◆ **给定文章**
━━━━━━━━━━━━━━━━

初探python

发布于 2022-08-18  264 次阅读


碎碎念

最后两天!两天!

Day12

ll两点才给我发题,只能先摸会python了

摸完第一阶段,题终于来了,康了两眼,简单题!

半个小时胡完,可以继续摸python了嘿嘿嘿

--------碎碎念到此结束,下面是正文(手动分割线)--------

phase1:熟悉语句

# 请仅使用一行语句求出三个数的最小平方和
def two_of_three(x, y, z):
    return x**2+y**2+z**2-max(x,y,z)**2

# 下降阶乘
def falling(n, k):
    ans=1
    for i in range(n-k+1,n+1):
        ans=ans*i
    return ans

# 判断一个函数是否有两个或者两个连续的8
def double_eights(n):
    while n!=0:
        if n%100==88:
            return True
        n/=10
    return False

if __name__ == '__main__':
    opt=input()
    if opt=='1':
        x,y,z=map(int,input().split())
        print(two_of_three(x,y,z))
    elif opt=='2':
        x,y=map(int,input().split())
        print(falling(x,y))
    elif opt=='3':
        x=int(input())
        print(double_eights(x))

phase2:递归操作

# 编写一个递归函数skip_add,它接受一个参数 n 并返回n + n-2 + n-4 + n-6 + ... + 0。假设 n 是非负数。
def skip_add(n):
    if n>0:
        return n+skip_add(n-2)
    else:
        return 0

# GCD,给出两个正整数,求出两个正整数的最大公约数
def gcd(a, b):
    if b==0:
        return a
    else:
        return gcd(b,a%b)

# 汉诺塔
def print_move(origin, destination):
    print("Move the top disk from rod", origin, "to rod", destination)

def move_stack(n, start, end):
    assert 1 <= start <= 3 and 1 <= end <= 3 and start != end, "Bad start/end"
    if n==1:
        print_move(start,end)
    else:
        mid=6-start-end
        move_stack(n-1,start,mid)

━━━━━━━━━━━━━━━━

◆ **原始数据**
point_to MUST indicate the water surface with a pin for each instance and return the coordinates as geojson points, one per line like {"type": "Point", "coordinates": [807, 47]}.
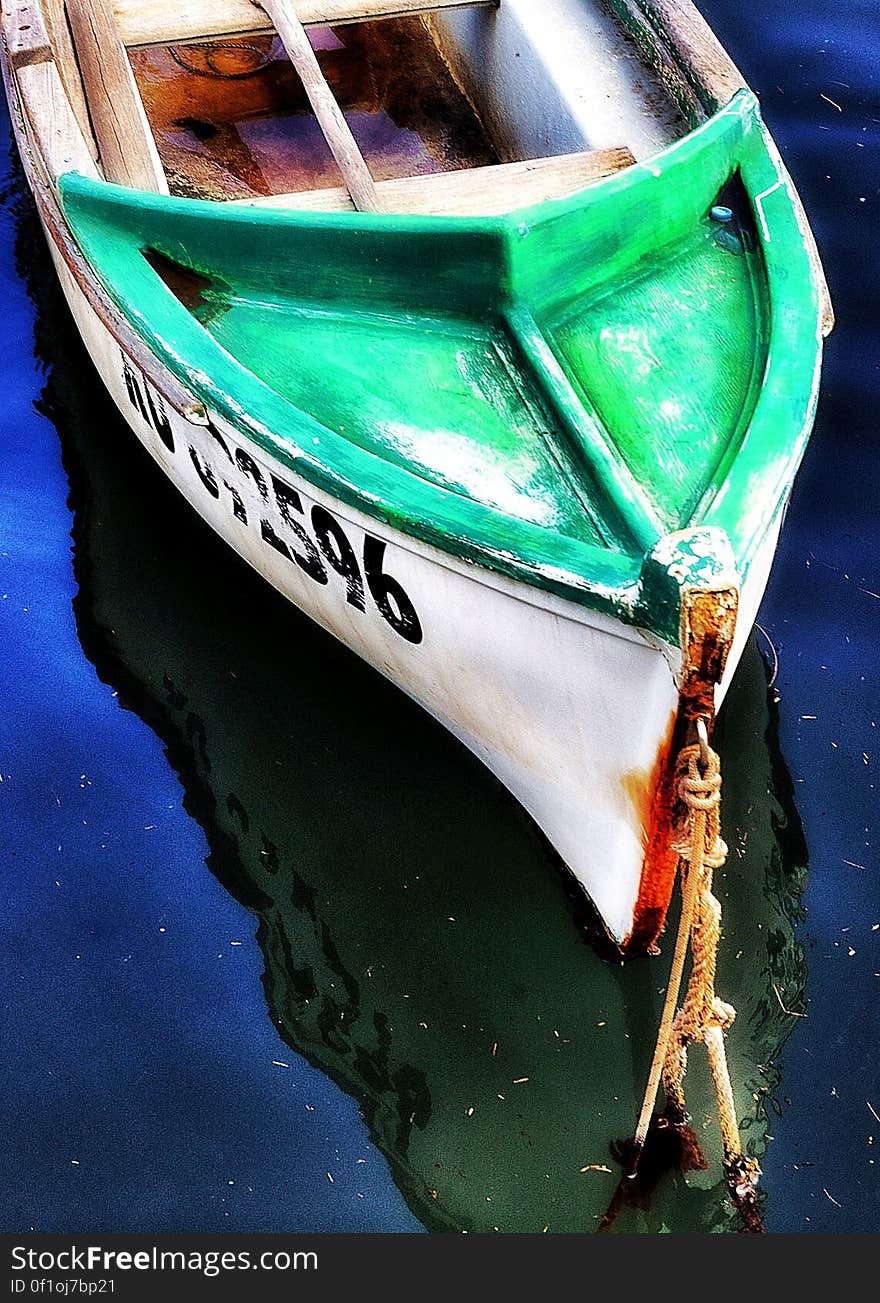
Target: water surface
{"type": "Point", "coordinates": [280, 955]}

━━━━━━━━━━━━━━━━

◆ **练习题目**
1/ 根据这篇Python文章开头的碎碎念,用一到三句话说明作者为什么一开始只能先摸会python。
2/ 请列出这篇Python文章中用def定义的全部函数名。
3/ 请从这篇Python文章停下的地方接着续写。
这些材料取自另一个来源。

◆ **参考答案**
1/ 因为ll两点才给作者发题,所以作者只能先摸会python。

2/ two_of_three、falling、double_eights、skip_add、gcd、print_move、move_stack

3/
        print_move(start,end)
        move_stack(n-1,mid,end)

if __name__ == '__main__':
    opt=input()
    if opt=='1':
        x=int(input())
        print(skip_add(x))
    elif opt=='2':
        x,y=map(int,input().split())
        print(gcd(x,y))
    elif opt=='3':
        x,y,z=map(int,input().split())
        move_stack(x,y,z)

phase3:数据抽象

# 99乘法表
def nine_nine_multiplication_table():
    return '\n'.join([' '.join([f"{j}*{i}={i*j}" for j in range(1,i+1)]) for i in range(1,10)])

# 实现函数couple,它接受两个列表并返回一个列表,其中包含两个序列的第 i 个元素耦合在一起的列表。您可以假设两个序列的长度相同。
def couple(lst1, lst2):
    assert len(lst1) == len(lst2)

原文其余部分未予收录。